What the task requires:
Take the material below and reproduce, word for word, only the lines from the line with "the white pen" through the line with "of the woman".

::::

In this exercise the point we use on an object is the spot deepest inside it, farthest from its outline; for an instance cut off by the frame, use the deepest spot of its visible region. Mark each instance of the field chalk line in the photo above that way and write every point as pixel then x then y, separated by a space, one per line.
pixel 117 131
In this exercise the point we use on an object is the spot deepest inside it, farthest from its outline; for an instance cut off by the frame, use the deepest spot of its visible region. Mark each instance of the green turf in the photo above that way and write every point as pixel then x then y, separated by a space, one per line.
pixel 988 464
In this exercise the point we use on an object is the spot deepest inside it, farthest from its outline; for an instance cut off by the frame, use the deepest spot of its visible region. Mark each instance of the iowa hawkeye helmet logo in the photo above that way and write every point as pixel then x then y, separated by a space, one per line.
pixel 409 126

::::

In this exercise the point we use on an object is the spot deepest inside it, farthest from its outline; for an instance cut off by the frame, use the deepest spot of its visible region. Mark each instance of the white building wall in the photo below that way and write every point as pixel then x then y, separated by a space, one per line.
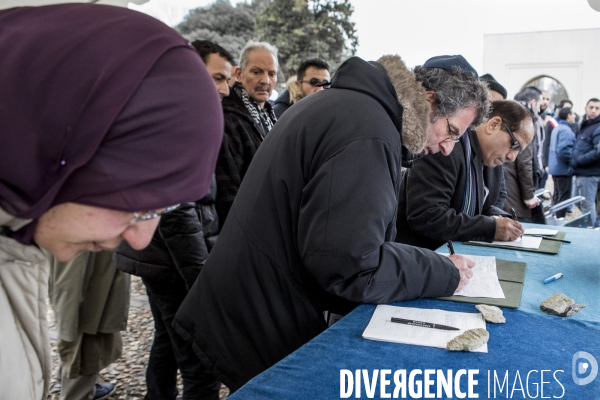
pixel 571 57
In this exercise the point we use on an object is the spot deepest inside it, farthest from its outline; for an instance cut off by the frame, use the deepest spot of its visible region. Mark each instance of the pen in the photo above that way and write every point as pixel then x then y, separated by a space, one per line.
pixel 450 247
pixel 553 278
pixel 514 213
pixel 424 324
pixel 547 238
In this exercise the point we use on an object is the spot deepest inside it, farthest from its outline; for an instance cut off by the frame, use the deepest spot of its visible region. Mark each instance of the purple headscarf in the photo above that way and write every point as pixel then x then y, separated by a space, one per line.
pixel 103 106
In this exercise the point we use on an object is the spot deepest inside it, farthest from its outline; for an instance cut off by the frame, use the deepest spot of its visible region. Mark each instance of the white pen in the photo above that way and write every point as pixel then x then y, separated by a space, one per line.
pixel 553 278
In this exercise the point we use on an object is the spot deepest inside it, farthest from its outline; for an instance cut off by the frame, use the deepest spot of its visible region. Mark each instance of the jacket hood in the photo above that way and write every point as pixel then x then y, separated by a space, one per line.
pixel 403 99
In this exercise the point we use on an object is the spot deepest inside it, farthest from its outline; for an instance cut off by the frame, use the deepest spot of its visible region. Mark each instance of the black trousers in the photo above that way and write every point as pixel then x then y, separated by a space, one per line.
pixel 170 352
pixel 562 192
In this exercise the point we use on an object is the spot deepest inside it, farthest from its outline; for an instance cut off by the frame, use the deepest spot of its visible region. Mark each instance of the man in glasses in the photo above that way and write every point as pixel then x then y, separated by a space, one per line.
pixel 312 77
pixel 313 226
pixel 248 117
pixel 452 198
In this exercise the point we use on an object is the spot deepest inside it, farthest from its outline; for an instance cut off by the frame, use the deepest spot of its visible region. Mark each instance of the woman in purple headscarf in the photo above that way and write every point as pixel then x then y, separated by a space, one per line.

::::

Output of the task:
In this exercise the point we use on an object is the spot deepest inside it, farthest from its outline; for an instance cut off by the frame, use the deepest spot of its visible region. Mark each instance of the white pen in the photo above that way and write every point as pixel then x then y, separated by a space, one per line.
pixel 553 278
In this exercise the point we use on an object is the spot deepest inside it, farthest from its outline; for an instance cut off by the frame, use the deepest spot of its visible region. Mark each instance of the jacket hood in the photo above that way and write every point as pixel then x then y, separated by a space, one per line.
pixel 403 99
In this exercise the point we use on an object is the spot deepest inside it, farthest from its outline; for an instance cut off by the frame, use the deepest spot of its visible region. Mark each instance of the black trousers in the photo above that way and write every point as pixel then x then y, separated by a space, one per line.
pixel 170 352
pixel 562 192
In this exercise the point we use on an object is the spot deepest inside it, farthest from its outline; for an instance cut off by the frame, use the deepest spot of its visible region. Mark each instance of the man in glasses in the photo above that way and write every point as pixel then x then y, separated by a space, one per line.
pixel 312 77
pixel 313 226
pixel 248 117
pixel 452 198
In this exercise the point we use on an object is the spot deepest inside it, farthest from its outline; for an instance cut off by the frame, use the deepest spot of its visible region. Mark each instance of the woman in purple headscarf in the photo above that way and write every point as pixel then x then y, separated by a space, one per line.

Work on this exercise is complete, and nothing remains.